## AVAILABLE DATA
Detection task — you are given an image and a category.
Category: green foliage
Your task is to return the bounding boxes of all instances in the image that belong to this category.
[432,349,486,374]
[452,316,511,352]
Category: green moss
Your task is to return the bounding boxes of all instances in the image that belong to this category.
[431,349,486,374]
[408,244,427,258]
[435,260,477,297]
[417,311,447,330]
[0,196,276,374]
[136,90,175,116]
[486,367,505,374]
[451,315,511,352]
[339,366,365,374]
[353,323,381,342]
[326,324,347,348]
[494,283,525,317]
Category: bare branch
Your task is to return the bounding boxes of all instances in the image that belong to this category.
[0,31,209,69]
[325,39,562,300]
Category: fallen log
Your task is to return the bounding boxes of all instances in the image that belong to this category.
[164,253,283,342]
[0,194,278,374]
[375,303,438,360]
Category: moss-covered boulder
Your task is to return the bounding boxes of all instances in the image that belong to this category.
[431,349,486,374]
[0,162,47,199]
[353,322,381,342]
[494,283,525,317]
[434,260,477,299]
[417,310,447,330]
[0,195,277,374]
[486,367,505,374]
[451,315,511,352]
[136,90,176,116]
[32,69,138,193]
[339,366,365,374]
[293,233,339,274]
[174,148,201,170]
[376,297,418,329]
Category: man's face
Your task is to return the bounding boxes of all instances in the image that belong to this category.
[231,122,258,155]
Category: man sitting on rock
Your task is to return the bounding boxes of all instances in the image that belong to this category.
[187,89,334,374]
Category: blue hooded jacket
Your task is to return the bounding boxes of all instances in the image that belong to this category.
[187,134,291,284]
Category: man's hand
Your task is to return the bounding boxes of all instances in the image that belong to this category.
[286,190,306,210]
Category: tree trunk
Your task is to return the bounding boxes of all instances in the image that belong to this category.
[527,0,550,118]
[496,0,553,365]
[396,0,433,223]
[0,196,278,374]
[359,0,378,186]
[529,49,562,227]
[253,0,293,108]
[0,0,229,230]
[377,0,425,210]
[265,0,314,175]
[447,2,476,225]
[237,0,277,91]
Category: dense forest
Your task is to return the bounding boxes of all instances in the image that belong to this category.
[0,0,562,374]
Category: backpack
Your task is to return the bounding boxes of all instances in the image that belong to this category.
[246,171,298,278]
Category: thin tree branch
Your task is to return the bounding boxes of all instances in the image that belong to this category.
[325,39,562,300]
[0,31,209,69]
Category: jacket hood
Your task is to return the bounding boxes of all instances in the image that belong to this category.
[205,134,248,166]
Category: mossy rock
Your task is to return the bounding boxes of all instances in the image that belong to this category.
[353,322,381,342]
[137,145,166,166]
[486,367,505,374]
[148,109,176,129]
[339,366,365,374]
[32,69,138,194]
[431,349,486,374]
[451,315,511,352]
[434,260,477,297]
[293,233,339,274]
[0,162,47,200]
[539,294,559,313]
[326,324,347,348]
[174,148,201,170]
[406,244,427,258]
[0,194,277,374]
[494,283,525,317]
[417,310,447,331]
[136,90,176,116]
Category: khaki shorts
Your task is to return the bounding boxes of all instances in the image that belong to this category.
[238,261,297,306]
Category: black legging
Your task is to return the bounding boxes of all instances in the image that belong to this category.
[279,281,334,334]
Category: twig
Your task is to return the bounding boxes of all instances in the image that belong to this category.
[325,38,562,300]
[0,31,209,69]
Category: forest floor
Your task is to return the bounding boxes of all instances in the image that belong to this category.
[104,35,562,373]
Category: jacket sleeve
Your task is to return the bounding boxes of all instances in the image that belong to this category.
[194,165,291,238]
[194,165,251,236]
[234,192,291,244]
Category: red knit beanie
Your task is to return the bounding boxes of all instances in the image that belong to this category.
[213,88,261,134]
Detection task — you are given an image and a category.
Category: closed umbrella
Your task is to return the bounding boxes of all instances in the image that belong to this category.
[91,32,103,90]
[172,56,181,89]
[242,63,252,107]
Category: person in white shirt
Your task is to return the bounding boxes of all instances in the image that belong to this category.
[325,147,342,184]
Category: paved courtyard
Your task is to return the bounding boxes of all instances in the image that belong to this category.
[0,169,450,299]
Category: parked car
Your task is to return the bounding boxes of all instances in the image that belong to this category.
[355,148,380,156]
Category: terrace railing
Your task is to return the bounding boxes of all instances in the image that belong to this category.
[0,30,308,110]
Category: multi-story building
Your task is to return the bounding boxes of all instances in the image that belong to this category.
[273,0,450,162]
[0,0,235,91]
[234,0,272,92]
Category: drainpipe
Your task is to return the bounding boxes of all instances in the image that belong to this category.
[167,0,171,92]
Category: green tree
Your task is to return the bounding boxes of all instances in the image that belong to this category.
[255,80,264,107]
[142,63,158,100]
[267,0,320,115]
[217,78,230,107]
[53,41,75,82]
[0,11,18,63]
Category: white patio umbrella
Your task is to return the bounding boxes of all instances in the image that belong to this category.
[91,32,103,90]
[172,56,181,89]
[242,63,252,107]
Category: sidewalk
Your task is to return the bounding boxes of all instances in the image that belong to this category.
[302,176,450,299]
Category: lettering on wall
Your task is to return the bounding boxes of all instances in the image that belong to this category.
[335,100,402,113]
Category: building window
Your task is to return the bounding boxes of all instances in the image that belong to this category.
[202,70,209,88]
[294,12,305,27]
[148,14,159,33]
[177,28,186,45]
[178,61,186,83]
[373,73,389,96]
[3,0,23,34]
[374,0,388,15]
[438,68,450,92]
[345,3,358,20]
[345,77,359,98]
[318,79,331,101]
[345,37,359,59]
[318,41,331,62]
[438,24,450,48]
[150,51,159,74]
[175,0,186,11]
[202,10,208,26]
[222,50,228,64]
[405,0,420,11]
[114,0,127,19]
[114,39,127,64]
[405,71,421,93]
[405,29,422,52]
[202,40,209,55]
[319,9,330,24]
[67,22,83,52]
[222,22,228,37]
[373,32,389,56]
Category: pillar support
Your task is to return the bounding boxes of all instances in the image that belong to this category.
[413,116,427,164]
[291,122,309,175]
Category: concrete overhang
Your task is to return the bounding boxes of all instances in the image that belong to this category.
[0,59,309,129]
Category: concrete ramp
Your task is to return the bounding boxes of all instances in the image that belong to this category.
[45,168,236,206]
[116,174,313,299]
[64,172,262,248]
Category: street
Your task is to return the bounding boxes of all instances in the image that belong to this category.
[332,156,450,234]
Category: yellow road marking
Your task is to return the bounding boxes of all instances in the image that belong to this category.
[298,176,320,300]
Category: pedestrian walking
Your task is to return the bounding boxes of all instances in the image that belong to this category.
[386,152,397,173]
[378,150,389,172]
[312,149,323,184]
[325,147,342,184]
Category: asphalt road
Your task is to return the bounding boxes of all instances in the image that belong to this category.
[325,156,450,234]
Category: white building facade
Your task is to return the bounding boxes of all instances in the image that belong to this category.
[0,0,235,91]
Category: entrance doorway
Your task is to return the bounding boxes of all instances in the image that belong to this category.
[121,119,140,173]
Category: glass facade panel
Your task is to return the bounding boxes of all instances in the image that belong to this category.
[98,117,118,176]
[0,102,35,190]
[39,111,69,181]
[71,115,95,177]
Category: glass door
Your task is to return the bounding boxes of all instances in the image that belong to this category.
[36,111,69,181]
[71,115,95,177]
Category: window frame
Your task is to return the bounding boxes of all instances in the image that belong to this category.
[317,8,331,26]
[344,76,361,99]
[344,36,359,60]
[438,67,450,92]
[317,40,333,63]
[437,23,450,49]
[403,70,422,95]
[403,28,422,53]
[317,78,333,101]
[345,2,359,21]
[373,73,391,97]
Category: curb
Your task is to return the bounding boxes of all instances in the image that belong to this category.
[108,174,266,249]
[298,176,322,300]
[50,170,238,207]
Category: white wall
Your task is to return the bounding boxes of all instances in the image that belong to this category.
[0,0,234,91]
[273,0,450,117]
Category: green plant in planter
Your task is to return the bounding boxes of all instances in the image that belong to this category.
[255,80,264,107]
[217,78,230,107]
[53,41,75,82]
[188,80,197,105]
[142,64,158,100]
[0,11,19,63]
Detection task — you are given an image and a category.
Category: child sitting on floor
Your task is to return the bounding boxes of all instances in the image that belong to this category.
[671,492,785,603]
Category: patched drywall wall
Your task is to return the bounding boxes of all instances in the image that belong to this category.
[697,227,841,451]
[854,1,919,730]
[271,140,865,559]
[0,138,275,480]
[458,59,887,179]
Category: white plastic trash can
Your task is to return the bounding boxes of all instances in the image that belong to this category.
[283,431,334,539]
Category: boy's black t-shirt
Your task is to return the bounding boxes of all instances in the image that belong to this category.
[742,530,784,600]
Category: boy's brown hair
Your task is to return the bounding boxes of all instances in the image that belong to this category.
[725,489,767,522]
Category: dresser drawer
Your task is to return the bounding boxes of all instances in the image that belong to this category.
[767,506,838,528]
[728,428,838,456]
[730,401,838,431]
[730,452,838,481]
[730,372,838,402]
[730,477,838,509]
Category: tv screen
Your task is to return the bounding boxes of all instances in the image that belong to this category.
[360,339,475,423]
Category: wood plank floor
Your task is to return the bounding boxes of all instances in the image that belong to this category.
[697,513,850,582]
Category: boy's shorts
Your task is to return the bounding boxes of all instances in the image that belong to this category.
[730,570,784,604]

--

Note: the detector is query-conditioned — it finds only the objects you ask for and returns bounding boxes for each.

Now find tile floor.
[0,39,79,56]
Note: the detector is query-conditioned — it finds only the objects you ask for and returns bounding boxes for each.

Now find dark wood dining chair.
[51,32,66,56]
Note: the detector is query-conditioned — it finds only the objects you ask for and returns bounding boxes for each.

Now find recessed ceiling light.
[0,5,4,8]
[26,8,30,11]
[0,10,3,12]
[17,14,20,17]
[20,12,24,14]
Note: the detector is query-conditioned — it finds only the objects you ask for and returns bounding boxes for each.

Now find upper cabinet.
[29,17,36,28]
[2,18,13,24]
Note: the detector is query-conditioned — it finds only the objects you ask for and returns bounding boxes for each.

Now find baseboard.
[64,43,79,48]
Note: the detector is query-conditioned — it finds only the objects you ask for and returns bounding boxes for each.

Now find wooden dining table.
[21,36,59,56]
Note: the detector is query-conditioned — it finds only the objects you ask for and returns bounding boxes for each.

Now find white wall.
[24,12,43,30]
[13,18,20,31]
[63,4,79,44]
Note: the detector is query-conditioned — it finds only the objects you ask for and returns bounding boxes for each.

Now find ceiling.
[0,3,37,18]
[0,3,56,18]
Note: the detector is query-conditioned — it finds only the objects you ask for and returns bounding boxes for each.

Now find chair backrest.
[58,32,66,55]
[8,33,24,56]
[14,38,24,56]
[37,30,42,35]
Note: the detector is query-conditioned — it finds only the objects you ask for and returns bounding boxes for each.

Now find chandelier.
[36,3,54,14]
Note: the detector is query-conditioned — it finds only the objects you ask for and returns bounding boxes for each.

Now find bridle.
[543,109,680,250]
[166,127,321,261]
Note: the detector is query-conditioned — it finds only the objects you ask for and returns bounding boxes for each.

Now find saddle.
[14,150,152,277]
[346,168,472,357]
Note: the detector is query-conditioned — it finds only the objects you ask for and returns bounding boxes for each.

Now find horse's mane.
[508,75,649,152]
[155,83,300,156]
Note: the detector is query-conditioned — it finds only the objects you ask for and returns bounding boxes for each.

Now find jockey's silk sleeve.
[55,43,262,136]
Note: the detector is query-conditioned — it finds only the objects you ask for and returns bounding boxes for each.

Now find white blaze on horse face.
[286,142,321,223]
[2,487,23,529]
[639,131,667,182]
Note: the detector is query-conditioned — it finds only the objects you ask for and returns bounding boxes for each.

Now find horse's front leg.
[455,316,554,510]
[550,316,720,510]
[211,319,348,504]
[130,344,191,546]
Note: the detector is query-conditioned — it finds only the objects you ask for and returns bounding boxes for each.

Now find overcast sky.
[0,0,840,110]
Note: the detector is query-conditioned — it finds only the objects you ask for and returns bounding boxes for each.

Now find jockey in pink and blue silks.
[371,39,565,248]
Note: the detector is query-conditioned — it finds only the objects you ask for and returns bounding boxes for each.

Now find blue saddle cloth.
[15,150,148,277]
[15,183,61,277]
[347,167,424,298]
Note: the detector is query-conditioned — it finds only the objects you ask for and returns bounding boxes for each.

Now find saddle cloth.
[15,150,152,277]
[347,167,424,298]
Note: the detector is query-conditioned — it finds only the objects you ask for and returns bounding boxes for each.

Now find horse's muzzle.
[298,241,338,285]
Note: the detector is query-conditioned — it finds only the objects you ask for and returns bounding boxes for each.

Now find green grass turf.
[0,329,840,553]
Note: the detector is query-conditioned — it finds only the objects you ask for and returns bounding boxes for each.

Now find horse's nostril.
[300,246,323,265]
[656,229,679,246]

--

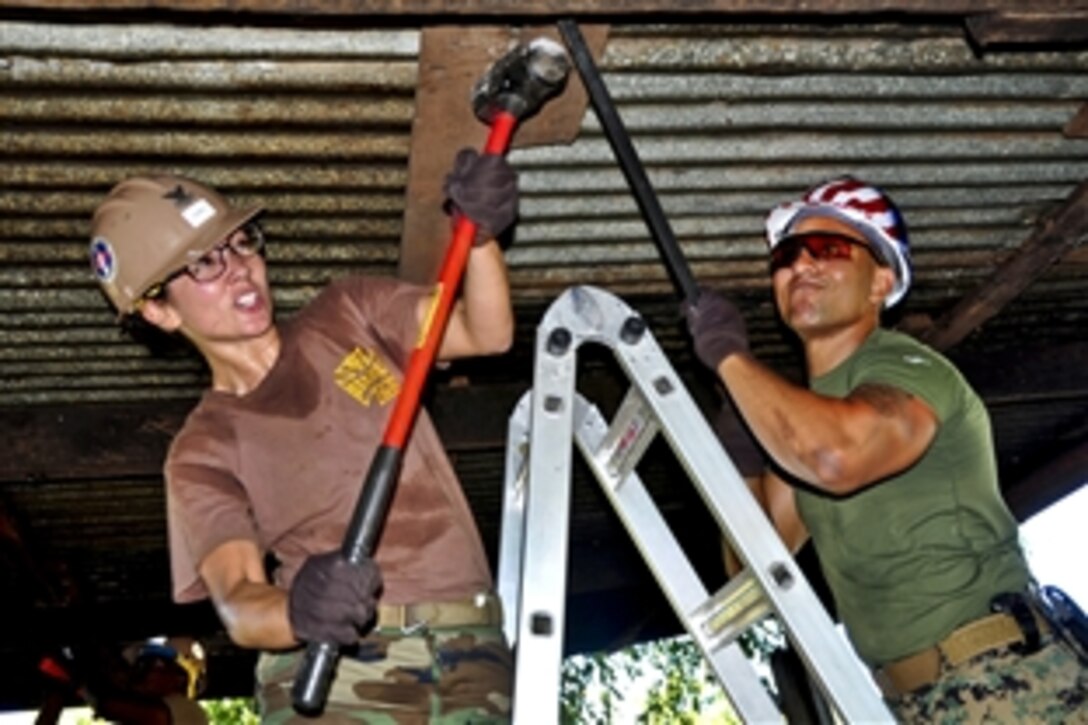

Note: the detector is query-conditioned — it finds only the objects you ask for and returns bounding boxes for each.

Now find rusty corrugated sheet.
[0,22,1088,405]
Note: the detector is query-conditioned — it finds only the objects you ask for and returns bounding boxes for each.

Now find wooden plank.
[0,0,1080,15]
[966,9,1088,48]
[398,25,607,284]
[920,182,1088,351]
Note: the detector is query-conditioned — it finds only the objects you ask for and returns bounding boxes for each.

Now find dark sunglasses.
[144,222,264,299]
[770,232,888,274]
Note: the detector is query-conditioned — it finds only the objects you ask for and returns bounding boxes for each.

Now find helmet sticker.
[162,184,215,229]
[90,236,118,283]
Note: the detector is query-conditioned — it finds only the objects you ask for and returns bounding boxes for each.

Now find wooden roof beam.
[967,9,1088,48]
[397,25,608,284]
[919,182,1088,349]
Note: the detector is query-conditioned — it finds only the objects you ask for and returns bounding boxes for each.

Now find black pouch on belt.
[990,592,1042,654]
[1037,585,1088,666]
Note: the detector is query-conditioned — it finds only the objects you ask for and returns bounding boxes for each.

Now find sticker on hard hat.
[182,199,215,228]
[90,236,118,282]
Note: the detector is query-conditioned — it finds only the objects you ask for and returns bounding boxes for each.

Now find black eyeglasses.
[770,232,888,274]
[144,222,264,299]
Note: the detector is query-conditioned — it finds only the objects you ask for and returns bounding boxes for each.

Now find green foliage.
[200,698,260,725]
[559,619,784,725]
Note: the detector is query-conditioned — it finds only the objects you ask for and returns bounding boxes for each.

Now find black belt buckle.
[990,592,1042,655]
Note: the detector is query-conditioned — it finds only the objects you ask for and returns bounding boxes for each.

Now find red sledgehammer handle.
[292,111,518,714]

## WHAT TO DO
Write out again the records starting with the line that contains "Category: lettering on wall" and going on through the line that contains "[335,100,402,113]", substituting "signage" for "lettering" and changing nothing else.

## TASK RESPONSE
Category: signage on wall
Your task is to return the bounding boxes of all instances in the image that belong to this category.
[335,100,402,113]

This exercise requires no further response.